What the task asks.
Please retype the data that follows, starting at the line containing "Query: whale body in water" and stopping after the last line.

Data.
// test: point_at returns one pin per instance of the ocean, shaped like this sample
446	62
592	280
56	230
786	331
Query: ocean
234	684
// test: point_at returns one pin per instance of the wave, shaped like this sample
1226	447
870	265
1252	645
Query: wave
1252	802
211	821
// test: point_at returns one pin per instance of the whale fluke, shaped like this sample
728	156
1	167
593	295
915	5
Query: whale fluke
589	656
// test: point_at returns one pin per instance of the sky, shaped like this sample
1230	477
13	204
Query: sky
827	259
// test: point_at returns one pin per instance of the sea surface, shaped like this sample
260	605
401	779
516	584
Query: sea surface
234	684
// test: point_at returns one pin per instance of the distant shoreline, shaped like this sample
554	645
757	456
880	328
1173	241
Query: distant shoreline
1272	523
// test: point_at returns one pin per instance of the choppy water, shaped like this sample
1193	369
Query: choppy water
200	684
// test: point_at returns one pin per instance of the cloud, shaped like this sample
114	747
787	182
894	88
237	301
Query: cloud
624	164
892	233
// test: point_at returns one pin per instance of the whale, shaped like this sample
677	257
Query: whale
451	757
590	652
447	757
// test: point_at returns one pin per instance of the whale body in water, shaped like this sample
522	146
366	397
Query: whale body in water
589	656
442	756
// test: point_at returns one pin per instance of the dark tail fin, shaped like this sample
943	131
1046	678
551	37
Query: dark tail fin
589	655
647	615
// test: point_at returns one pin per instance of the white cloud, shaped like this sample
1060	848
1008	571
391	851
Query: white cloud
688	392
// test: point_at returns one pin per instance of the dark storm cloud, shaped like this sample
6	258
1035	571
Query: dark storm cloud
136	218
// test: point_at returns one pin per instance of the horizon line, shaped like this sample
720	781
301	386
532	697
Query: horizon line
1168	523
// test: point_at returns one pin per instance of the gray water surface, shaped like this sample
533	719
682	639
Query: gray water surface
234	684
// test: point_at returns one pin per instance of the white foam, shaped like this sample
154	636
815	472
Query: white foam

Task solution.
Query: whale body in water
589	656
442	756
// test: point_at returns one pin per instance of the dark tail fin, shaped like this sample
943	131
1046	678
551	37
Query: dark tail fin
589	655
647	615
// test: point_at returns one pin per instance of the white cloud, shaped like this sample
1060	848
1008	571
391	851
Query: white cloud
688	392
// test: point_at returns one pin per instance of the dark storm cloud, shaped like this sample
6	258
1035	571
Query: dark storm cloud
136	218
// test: point_at returns one pin per instance of the horizon line, shaped like this sample
720	781
301	386
532	697
Query: horizon line
1168	523
// test: point_at returns one pin per instance of the gray water surface, shaped like this sample
533	719
682	639
Query: gray water surface
234	684
// test: point_at returns one pin per instance of the white foam, shaped like this sample
154	636
815	472
Query: white foam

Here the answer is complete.